Action item
The complete listing should be transcribed precisely.

Exercise inputs

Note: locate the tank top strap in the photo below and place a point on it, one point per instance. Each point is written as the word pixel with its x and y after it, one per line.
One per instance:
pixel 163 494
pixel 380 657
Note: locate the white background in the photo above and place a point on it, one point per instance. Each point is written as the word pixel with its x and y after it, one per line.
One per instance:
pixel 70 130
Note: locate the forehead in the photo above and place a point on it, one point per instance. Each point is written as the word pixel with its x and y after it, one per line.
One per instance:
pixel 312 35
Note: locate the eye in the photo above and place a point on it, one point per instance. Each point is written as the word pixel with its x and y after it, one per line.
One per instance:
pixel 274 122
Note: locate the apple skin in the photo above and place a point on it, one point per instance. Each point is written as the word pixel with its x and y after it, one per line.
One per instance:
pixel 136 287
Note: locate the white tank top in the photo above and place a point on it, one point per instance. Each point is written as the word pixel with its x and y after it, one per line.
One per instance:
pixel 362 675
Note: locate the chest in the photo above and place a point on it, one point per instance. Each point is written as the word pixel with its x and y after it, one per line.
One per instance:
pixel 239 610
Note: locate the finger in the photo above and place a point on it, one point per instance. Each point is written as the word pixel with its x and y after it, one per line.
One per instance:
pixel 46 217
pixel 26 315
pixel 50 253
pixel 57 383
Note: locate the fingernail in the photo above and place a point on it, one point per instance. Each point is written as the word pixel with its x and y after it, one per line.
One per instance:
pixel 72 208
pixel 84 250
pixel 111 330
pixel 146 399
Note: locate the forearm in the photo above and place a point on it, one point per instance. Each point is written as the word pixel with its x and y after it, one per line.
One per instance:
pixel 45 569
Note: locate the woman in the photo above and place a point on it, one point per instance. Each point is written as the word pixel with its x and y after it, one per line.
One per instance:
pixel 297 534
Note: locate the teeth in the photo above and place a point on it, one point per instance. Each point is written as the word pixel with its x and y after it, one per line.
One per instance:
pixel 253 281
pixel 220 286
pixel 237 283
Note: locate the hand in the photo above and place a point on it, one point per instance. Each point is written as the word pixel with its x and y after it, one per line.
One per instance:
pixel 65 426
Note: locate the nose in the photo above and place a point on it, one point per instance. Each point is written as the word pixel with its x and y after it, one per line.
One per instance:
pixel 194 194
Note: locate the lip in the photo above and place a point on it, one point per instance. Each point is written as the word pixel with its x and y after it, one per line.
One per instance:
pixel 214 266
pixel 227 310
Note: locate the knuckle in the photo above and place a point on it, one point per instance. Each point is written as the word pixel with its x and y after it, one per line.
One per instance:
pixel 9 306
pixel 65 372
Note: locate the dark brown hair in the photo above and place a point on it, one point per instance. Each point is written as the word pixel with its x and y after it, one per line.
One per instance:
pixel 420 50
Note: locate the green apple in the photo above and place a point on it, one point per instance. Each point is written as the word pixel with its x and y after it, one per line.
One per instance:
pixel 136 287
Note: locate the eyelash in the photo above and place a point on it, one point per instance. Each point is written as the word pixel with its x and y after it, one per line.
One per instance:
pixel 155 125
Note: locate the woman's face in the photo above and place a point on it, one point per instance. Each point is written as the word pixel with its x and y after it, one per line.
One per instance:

Completed task
Note: locate the tank top strap in the photo below and place a point on it, one point per instance. Each point is written as the word pixel with its x and y after it, one per line.
One per instance:
pixel 163 494
pixel 380 657
Note: locate the white background in the photo above and place a point on it, one point per instance. Each point is written as the word pixel with its x and y after it, one per line.
One per instance:
pixel 70 130
Note: locate the forehead in the photo above and place a point on it, one point per instance. Each point is written as the word pixel with its x and y after it, one per line.
One per instance:
pixel 312 35
Note: locate the eye in the photo above and place a point on it, one point per instance. Each point is written as the word pixel with its x and y after it, one per line.
One per instance:
pixel 274 122
Note: locate the apple skin in the photo above and place a point on it, one point per instance. Each point is written as the word pixel with its x and y after it, one per line.
One per instance:
pixel 136 287
Note: locate the white tank top in the photo above and place a point on it, one point per instance. Each point is written as the word pixel with its x and y after it, one per line.
One per instance:
pixel 362 675
Note: locate the chest in the photo above and place a point on it, one point per instance. Each point is written as the word pixel with its x and y after it, one per line.
One per instance:
pixel 239 610
Note: locate the finger in the photo above and place a point on it, one point per instance. Each point is written as the word pixel with its x and y after it, one per line.
One per instance:
pixel 46 217
pixel 26 315
pixel 50 253
pixel 57 383
Note: locate the fingernail in the photo above and place a point on it, one point per instance. Each point is written as the word pixel with its x and y after it, one per line.
One per instance:
pixel 72 208
pixel 84 250
pixel 111 330
pixel 146 399
Note: locate the forearm in the photo above and place a point on it, one point per instance. Each point is written as the word pixel with its x and y after it, one per line.
One per instance:
pixel 45 569
Note: locate the woman in the photo above and place a point on it, one point per instance. Each point is written as the word pixel with its x and y after it, one per line.
One per instance:
pixel 297 534
Note: locate the teeth in the photo above and place a point on it, one point per instance. Each point is written as the word pixel with its x and y after it, one per line.
One per instance:
pixel 253 281
pixel 220 286
pixel 237 283
Note: locate the hand in the photo above and place a point on it, one point per instance. Each point is written as the word pixel with its x and y after it, one per line.
One per instance:
pixel 65 426
Note: locate the nose in the photo above and place a point on it, one point per instance. Each point is written as the word pixel with its x and y after it, one per line.
One per instance:
pixel 194 194
Note: locate the lip in the photo above and place a point on it, one point per instance. Each point is written as the word pixel with its x and y after it, one per line.
One per instance:
pixel 214 266
pixel 227 310
Note: locate the knuckle in the photo above and place a point on it, one point per instance. Each point is written as the word pixel with its x and y after it, one per line.
One per instance:
pixel 9 306
pixel 65 372
Note: locate the dark brown hair in the photo above and place a point on it, one point per instance. Each point is written as the word pixel with its x and y after it, one per line.
One per instance:
pixel 420 50
Note: locate the green apple in the photo above and place a point on it, one point per instance. Each point is written as the word pixel with its x and y after it, one per line.
One per instance:
pixel 136 287
Note: locate the eyelash in the photo above and place a point on it, one point per instance. Each point is written as the word pixel with its x and y after it, one per line.
One per instance:
pixel 155 125
Note: locate the woman's face in the photo above and place a point on it, one point per instance. Each point is written as the word pixel with its x and y after it, one per line.
One per instance:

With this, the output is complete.